» **Given text**:

____________

To celebrate a Grammy win, Fantastic Negrito donates to Oakland teachers

on March 27, 2019

After winning a Grammy for the second time, Oakland artist Xavier Dphrepaulez—better known as Fantastic Negrito—came to Oakland’s Impact Hub in early March for a celebration of local talent and to make a donation to support Oakland’s teachers, who had begun a strike a few days earlier. “Feels good, because you know, just four years ago I was playing on the streets right here on Broadway,” he told Oakland North in an interview. “Four years, two Grammys … pretty good.”

Fantastic Negrito has won two Grammys in the Best Contemporary Blues Album category. The first one was in 2017 with “The Last Days of Oakland“ and the second one, this year, with “Please Don’t Be Dead.”

Dphrepaulez was raised in Oakland, and he said started his music career during his teenage years as a way to escape the crack epidemic. When searching for music knowledge, he said, he pretended to be a UC Berkeley student to get into music classes at the university. “I stole my education. But, I guess, thank you, UC Berkeley,” he said with a laugh.

His career has had ups and downs, going from at one point having a multi-million-dollar recording contract in the mid-90s to playing in underground bars after a car accident caused him to lose part of his movement in his guitar-playing hand. His record label dropped him, and he had to relearn how to play with the opposite hand.

After the accident, he moved back to Oakland and paused his life in music for about five years. But after finding an old guitar, Dphrepaulez said, he was sure it was time to start playing again. He started what he called the “Fantastic Negrito playing-on-the-streets” phase of his career, playing outside of BART stations.

____________

» **Data provided**:
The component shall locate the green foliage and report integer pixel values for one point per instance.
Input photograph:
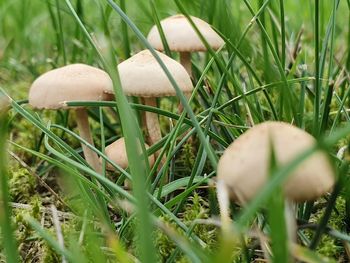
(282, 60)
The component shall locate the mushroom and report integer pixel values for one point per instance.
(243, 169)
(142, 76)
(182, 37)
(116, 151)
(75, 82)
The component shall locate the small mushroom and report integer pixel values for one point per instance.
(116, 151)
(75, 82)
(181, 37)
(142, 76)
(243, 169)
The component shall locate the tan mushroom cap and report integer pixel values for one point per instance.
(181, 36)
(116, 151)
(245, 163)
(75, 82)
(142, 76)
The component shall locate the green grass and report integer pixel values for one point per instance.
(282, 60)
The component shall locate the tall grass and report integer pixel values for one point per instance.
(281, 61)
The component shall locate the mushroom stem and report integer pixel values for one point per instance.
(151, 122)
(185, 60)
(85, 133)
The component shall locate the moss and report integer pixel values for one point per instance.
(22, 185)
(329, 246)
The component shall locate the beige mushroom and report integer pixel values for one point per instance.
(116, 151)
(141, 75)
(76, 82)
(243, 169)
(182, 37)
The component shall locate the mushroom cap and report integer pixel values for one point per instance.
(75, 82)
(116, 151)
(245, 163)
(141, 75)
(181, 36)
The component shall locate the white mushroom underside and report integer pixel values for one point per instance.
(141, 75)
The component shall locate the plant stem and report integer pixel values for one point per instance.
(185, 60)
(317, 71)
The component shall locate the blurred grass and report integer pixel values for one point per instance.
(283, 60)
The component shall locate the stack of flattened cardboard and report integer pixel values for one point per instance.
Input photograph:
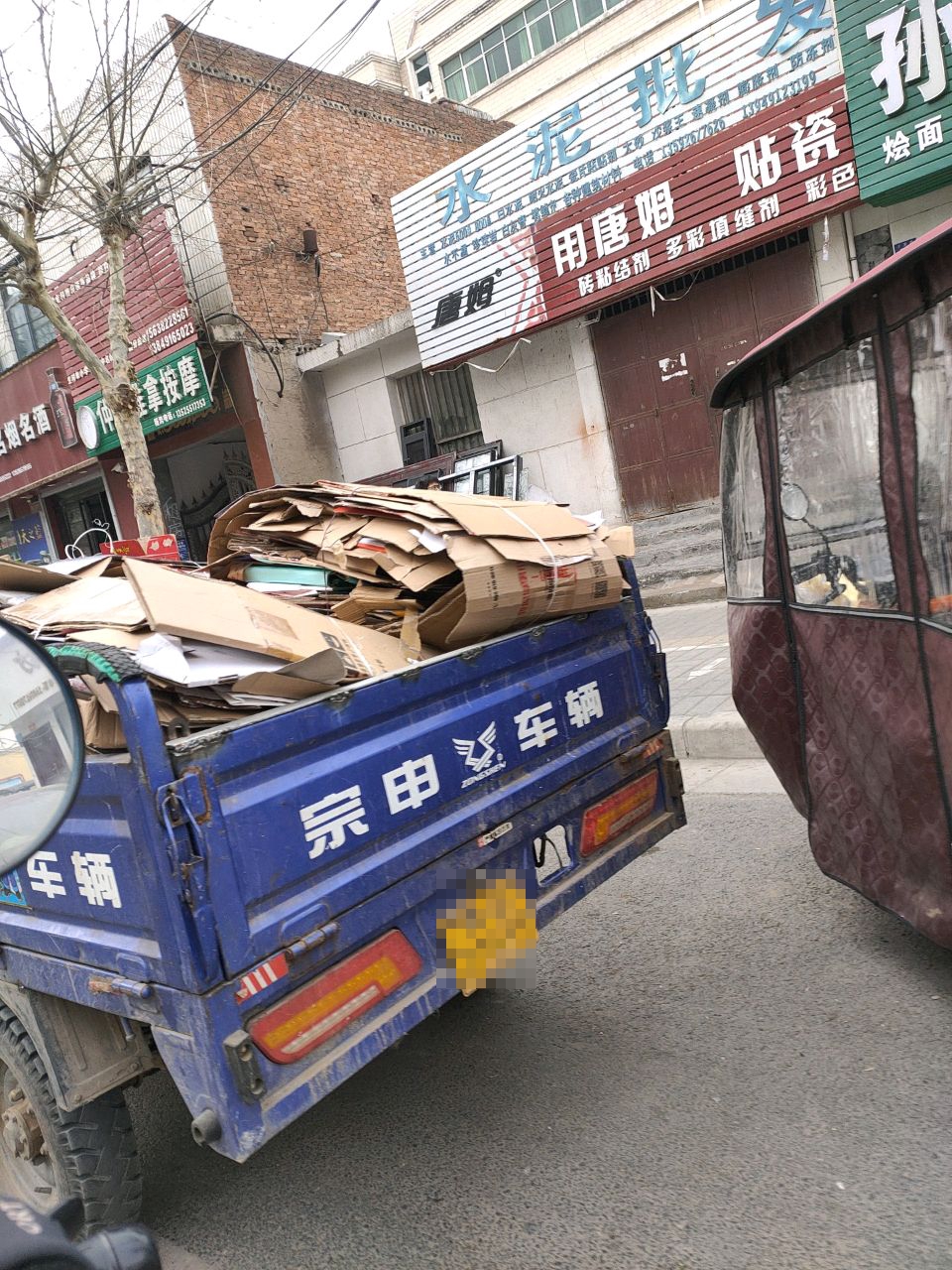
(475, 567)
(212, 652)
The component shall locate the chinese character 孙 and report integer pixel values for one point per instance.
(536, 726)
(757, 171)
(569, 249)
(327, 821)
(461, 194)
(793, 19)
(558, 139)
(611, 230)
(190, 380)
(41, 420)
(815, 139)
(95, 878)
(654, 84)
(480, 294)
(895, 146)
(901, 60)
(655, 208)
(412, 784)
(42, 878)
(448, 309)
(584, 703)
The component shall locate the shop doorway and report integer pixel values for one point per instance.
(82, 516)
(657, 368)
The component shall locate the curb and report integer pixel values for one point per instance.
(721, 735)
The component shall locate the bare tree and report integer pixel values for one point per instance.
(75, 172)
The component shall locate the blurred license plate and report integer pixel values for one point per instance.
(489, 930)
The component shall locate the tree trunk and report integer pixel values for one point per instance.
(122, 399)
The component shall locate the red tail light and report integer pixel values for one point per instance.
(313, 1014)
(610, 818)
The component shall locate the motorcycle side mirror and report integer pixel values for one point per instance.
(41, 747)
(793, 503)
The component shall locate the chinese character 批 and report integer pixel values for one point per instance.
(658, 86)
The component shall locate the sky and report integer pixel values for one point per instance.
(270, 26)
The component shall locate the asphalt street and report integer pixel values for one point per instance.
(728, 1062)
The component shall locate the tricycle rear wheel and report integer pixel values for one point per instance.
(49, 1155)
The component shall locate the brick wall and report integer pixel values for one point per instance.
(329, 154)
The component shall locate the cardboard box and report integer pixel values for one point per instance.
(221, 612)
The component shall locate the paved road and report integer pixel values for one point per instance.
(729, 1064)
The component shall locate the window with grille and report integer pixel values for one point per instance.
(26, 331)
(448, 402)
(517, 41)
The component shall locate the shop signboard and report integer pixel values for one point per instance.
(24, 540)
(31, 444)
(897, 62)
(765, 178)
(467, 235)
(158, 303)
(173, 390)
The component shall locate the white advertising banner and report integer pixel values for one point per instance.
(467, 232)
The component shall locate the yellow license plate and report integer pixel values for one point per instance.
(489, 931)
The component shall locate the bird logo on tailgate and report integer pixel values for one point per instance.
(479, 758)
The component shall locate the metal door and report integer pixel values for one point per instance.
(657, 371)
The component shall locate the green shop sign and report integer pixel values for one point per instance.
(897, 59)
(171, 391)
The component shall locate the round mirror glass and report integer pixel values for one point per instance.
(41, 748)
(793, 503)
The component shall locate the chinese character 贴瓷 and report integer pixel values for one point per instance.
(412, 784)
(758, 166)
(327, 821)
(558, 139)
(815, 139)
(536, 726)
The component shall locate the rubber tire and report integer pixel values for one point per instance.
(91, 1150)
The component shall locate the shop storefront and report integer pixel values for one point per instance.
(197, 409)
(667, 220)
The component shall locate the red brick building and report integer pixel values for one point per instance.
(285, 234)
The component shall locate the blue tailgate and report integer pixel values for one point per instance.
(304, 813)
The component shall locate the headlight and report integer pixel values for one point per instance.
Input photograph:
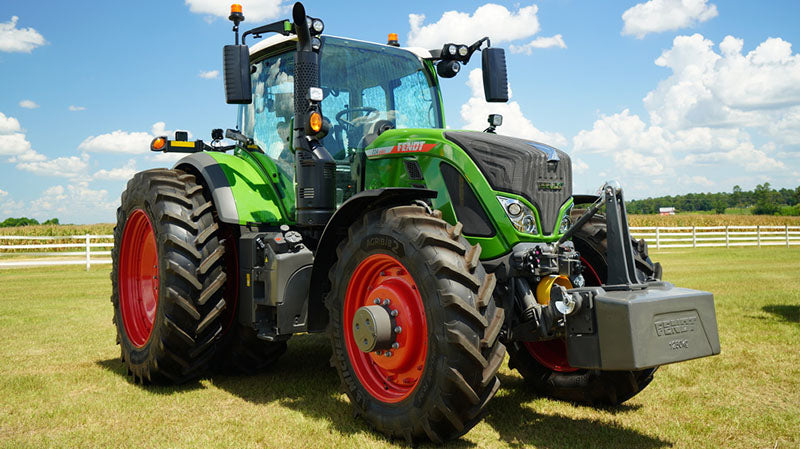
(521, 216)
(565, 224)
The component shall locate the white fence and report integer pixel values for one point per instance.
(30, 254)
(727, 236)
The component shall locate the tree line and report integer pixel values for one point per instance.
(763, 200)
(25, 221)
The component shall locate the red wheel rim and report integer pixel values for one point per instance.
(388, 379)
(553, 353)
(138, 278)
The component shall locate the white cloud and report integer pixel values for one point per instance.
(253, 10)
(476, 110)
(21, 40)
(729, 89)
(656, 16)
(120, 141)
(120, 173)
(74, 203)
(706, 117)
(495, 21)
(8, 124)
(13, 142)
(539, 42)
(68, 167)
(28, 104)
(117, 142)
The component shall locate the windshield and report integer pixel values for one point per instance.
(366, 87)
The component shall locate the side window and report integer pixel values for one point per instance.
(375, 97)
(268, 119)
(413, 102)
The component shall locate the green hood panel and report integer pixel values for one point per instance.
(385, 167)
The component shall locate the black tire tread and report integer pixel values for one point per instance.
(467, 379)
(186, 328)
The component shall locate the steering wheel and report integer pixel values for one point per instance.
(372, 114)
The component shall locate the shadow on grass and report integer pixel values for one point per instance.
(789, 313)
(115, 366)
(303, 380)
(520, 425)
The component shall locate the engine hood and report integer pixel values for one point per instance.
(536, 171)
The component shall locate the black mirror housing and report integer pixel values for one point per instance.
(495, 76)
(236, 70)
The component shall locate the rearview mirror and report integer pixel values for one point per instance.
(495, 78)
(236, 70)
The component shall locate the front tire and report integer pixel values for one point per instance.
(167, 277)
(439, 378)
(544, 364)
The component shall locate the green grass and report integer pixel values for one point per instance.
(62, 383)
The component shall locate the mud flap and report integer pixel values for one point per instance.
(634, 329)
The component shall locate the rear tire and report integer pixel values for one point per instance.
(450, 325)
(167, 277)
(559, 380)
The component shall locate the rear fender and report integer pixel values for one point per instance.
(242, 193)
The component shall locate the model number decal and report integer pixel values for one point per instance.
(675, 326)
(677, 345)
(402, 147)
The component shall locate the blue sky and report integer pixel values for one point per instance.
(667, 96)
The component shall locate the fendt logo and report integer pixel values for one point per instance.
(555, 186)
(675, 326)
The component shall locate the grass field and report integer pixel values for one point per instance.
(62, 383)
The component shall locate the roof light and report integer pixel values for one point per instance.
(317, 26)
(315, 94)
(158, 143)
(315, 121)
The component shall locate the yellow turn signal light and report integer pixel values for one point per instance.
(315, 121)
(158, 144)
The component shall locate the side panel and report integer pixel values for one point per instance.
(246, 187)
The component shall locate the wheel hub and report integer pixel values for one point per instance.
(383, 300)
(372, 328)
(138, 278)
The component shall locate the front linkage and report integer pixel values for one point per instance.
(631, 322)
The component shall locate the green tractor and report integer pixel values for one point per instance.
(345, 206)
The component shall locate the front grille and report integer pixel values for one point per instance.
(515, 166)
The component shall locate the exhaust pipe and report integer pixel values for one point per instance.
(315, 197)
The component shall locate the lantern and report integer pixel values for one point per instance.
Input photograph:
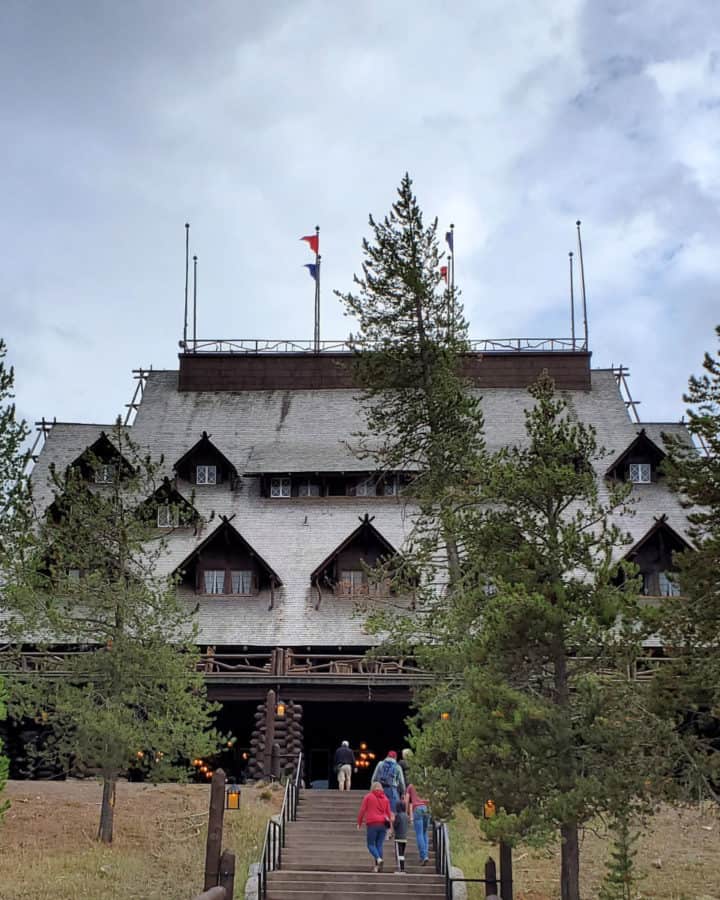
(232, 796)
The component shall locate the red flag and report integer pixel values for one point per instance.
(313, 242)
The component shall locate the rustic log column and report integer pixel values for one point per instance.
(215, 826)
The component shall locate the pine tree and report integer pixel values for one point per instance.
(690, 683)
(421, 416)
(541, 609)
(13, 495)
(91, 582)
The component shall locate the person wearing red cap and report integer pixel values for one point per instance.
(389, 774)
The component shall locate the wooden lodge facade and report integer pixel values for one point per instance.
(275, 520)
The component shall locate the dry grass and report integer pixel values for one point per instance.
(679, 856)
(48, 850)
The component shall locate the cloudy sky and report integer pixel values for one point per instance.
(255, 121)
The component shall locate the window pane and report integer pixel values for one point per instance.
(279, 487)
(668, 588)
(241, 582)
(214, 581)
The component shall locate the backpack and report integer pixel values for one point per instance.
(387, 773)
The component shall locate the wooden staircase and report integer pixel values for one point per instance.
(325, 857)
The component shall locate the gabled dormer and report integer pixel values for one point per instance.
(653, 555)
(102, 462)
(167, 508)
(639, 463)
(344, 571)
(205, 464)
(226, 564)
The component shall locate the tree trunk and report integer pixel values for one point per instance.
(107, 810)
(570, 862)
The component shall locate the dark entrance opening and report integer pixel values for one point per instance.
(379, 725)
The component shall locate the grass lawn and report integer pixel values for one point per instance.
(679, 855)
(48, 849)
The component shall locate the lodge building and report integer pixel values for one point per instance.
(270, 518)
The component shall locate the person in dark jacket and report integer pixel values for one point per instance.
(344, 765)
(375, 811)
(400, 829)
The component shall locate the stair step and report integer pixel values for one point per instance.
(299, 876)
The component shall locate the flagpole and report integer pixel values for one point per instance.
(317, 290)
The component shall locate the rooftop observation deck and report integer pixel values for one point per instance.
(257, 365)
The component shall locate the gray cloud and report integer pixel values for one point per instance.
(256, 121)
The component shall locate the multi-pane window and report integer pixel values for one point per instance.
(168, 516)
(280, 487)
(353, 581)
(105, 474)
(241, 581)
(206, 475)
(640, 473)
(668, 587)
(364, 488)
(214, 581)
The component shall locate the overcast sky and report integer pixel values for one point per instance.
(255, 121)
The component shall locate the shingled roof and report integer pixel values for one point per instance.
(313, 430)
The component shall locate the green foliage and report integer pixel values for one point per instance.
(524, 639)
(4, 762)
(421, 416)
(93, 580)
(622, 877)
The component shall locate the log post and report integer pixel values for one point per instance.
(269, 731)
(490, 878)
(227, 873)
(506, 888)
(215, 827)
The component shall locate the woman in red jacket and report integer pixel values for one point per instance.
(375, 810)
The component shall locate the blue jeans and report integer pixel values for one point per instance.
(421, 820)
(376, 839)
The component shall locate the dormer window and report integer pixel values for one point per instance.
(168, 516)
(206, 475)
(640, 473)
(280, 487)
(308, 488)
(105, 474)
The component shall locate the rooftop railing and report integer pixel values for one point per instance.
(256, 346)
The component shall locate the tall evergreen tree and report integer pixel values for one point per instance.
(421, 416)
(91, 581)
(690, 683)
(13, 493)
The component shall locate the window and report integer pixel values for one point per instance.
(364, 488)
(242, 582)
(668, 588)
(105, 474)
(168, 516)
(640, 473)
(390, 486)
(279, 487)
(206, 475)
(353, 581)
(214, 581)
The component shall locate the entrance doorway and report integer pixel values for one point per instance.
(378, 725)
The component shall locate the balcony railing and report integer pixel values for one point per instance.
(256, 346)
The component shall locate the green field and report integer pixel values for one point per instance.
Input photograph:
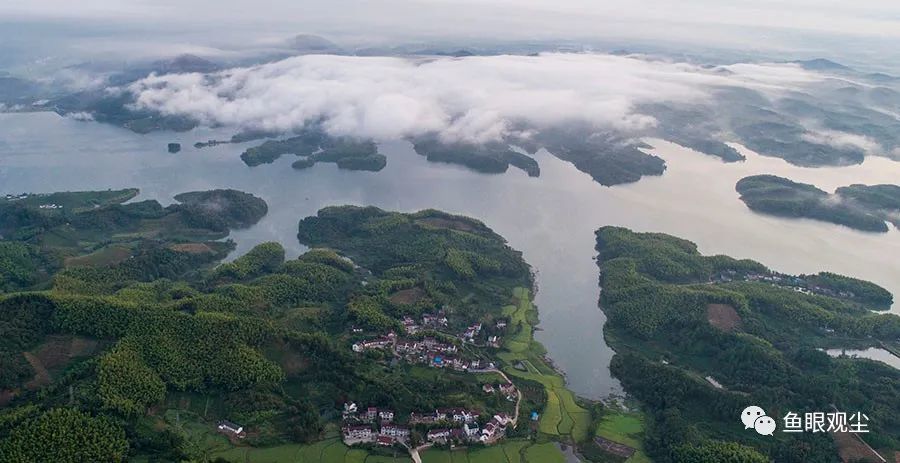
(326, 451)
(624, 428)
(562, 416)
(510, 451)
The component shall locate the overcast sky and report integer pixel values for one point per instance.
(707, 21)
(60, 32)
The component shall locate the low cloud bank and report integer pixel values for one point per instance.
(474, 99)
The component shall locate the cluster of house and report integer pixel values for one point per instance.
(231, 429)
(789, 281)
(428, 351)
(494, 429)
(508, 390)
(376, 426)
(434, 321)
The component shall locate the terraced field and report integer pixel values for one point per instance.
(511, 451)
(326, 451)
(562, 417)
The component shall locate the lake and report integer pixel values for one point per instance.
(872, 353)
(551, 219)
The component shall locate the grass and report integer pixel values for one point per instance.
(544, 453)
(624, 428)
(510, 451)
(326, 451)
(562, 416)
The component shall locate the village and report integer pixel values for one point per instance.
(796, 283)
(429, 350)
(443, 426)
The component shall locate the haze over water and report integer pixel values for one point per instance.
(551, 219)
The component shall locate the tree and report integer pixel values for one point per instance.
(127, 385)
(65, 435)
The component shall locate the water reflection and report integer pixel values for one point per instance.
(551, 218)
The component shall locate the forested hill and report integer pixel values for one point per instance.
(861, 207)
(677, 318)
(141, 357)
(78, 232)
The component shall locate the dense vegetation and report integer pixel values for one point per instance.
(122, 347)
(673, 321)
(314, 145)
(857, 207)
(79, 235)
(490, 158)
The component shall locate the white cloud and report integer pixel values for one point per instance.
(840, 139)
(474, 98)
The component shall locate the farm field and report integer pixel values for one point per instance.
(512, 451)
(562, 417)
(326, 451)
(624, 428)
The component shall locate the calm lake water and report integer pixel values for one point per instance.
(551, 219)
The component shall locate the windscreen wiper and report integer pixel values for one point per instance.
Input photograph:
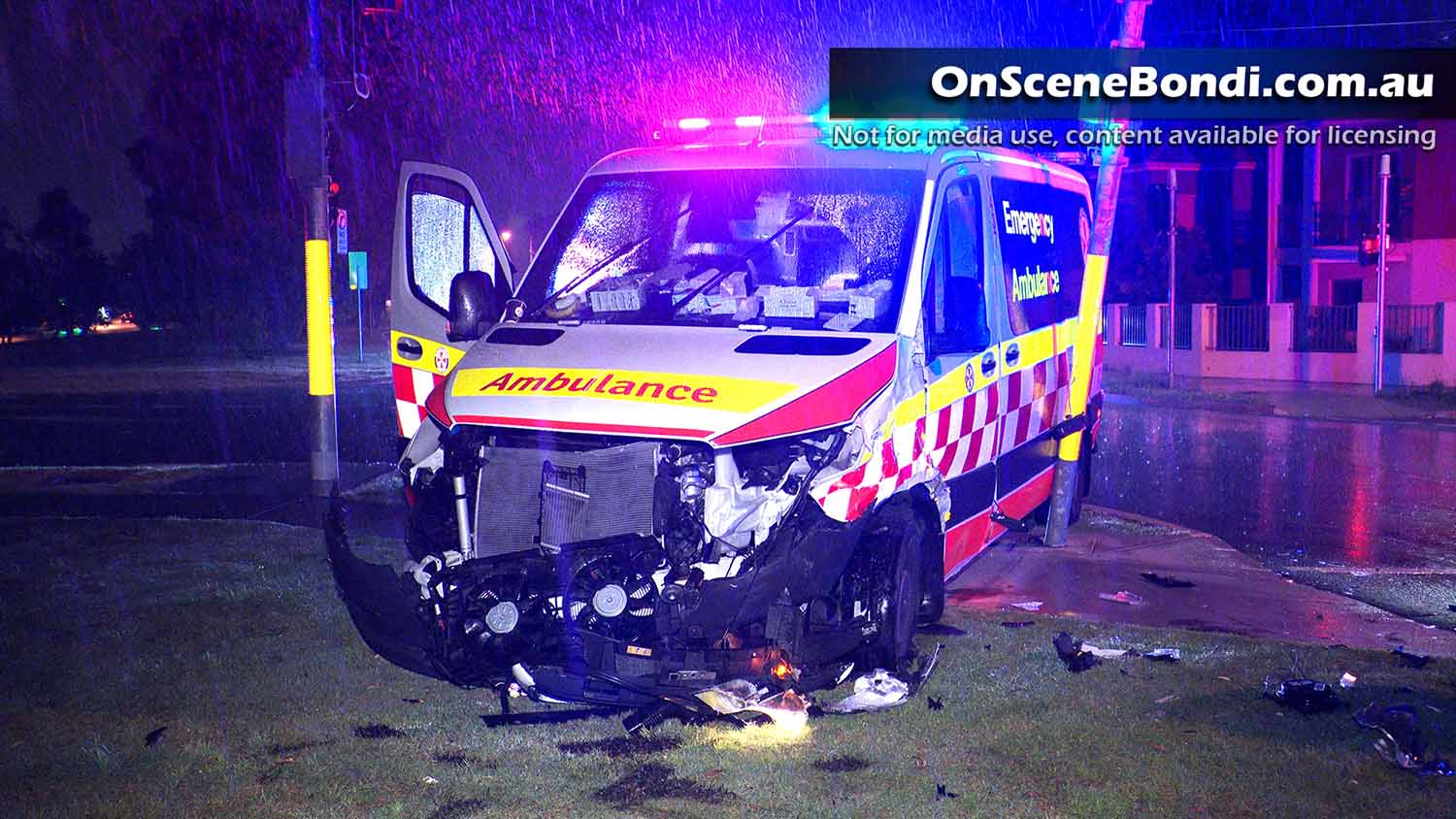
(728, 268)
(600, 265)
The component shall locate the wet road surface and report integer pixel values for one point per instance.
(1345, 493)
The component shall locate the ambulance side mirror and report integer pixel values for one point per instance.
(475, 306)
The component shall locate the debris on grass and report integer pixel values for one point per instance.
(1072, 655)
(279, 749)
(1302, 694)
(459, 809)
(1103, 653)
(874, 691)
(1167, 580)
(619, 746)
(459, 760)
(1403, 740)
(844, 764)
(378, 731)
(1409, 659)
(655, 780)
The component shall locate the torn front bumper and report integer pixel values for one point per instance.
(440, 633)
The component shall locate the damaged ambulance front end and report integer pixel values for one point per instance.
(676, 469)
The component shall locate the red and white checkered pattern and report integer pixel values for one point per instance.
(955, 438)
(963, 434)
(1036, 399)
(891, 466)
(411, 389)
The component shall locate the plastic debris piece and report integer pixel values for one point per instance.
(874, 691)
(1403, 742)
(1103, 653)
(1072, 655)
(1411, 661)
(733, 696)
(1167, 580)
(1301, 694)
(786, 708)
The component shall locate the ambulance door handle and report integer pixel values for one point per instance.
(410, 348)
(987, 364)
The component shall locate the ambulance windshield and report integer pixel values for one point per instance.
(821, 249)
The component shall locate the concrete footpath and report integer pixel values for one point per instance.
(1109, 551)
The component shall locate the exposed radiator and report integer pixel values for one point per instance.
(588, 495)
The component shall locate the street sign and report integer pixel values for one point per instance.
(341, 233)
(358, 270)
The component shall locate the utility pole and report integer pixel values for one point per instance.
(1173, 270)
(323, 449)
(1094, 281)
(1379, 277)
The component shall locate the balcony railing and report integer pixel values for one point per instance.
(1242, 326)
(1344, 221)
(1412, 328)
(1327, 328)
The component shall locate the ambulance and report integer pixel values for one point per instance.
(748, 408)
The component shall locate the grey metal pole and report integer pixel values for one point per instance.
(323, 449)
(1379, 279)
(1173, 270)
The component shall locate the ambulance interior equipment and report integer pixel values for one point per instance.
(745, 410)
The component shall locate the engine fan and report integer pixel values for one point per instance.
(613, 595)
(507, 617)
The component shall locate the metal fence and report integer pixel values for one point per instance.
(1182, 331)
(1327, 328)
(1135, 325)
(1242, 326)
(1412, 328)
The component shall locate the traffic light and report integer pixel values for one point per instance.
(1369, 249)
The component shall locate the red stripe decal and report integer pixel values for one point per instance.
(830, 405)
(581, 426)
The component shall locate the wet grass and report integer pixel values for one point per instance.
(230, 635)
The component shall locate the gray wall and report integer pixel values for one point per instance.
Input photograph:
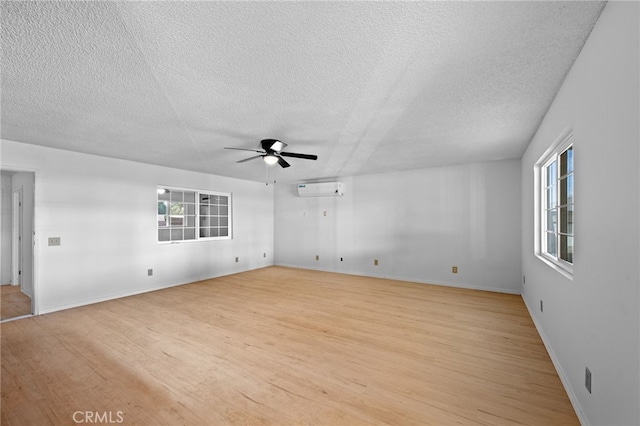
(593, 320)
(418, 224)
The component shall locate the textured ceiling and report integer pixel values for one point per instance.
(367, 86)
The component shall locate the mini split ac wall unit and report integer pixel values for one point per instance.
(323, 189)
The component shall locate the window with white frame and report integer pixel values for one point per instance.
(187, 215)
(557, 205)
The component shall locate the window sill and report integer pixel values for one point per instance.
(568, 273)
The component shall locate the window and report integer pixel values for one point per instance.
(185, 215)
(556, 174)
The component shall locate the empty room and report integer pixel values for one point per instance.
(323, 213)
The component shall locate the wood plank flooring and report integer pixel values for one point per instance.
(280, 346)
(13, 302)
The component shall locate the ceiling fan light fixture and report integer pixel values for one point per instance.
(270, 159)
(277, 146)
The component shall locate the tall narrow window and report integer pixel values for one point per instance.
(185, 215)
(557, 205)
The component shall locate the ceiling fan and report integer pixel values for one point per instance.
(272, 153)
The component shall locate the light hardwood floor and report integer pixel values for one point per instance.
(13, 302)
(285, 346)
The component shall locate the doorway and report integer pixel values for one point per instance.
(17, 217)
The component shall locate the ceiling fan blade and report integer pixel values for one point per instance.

____________

» **Directives**:
1. Extract every line of the records that contains the string "blue", treating uppercase and lowercase letters as distinct.
2. Resume the article about Fantastic Negrito's Grammy celebration from the point at which it ends.

» **Task-by-task outputs**:
1.
The component shall locate the blue tailgate and report integer pixel values for one point per instance.
The component shall locate the blue sky and report integer pixel values for one point per instance.
The component shall locate the blue jeans and report integer pixel values for one point per instance.

2.
Dphrepaulez is now 51 years old, and his path back to music was not easy. He said has a different musical style from what most producers are normally looking for, so he got a lot of “nos” and disapproval of his songs.

“Four years ago people said ‘No’ to me,” he recalled. “I asked why and they said, ‘You are not a rapper. You are not a pretty girl playing pop. What are you? What is your music?’ I just went by myself and won a Grammy.”

To get his music published, he started his own record label in Oakland, Blackball Universe, together with the music producer Malcom Spellman. He also partnered with other artists to turn Fantastic Negrito into a band. They released their first album in 2014.

After their songs started to get the attention of other artists and music critics, he won the NPR Tiny Desk Contest, went on a European tour with Chris Cornell, and started playing music festivals.

During this year’s Grammy celebration, Dphrepaulez thanked the City of Oakland for giving him space to play and the Community Bank of the Bay, which sponsored the party and gave the artist $10,000 to donate to two local institutions of his choice. “He chose to give the first half of the money to the teachers that went on strike in the past few weeks,” said Bill Keller, president of the bank, as he attended the party.  

Dphrepaulez is still deciding on the second organization to receive the other $5,000. The band is currently on tour in South America so he hasn’t made the second donation yet.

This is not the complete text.